Does each statement agree with the article on anti-LGBTQ+ legislation? Answer yes or no for each and quote the article's deciding words.
1. The Florida law bars public school teachers from discussing sexual orientation or gender identity in kindergarten through third grade.
2. House Bill 2 was signed by Gov. Ron DeSantis.
3. House Bill 2 required people to use the restroom matching their birth gender.

** START TEXT TO READ **

Various pride pins offered to patrons by UNC's LGBTQ Center in the Pit on Oct. 11, 2021.  

Last week, Florida Gov. Ron DeSantis signed the “Parental Rights in Education” bill into law. The inconspicuously named legislation bars public school teachers from discussing sexual orientation or gender identity in kindergarten through third-grade classrooms.

Nicknamed “Don’t Say Gay,” this bill is a thinly veiled attack against LGBTQ+ communities, both in Florida and elsewhere. Restricting productive conversations about important social and political identities in the name of protecting students is a newfound strategy of the right.

But it’s not limited to DeSantis’ politics.

North Carolina has its own history of anti-LGBTQ+ legislation, as well as a lack of policies that protect and empower these communities. And with the start of UNC Pride Week, it’s important to stare these injustices in the face and call them what they are: oppressive and malicious. 

Discriminatory legislation in N.C.

Perhaps the most infamous piece of anti-LGBTQ+ legislation to come out of North Carolina is House Bill 2, which was signed by former Gov. Pat McCrory in 2016. 

This bill – innocently named the Public Facilities Privacy & Security Act – required people to use the restroom that corresponds to their birth gender. This placed an undue burden on transgender North Carolinians.

** END TEXT TO READ **
** START RECORDED DATA **

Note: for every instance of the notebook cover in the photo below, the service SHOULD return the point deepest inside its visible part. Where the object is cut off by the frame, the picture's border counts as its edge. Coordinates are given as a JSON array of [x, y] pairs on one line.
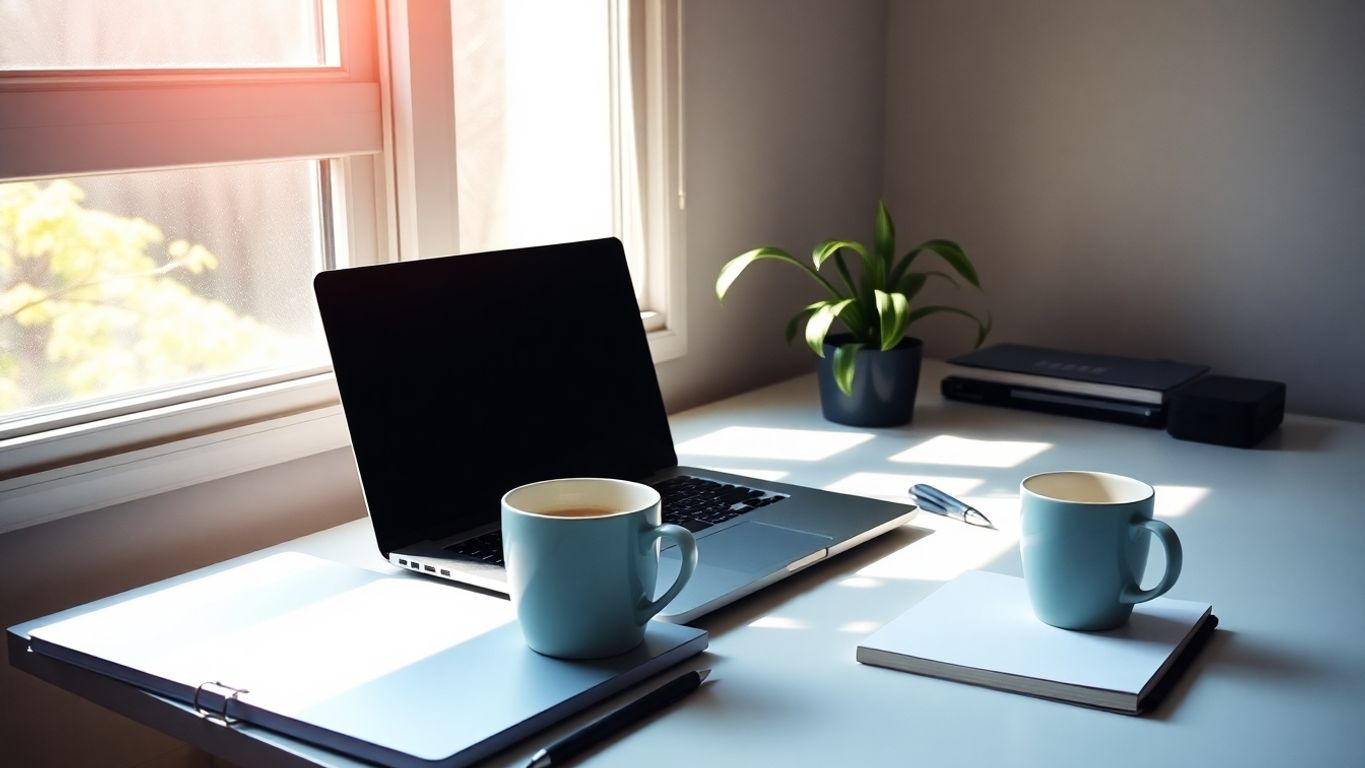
[[1159, 375], [391, 669], [968, 389], [980, 629]]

** END RECORDED DATA **

◆ RESPONSE TO THE EXERCISE
1. Yes: "bars public school teachers from discussing sexual orientation or gender identity in kindergarten through third-grade classrooms"
2. No: "signed by former Gov. Pat McCrory in 2016"
3. Yes: "required people to use the restroom that corresponds to their birth gender"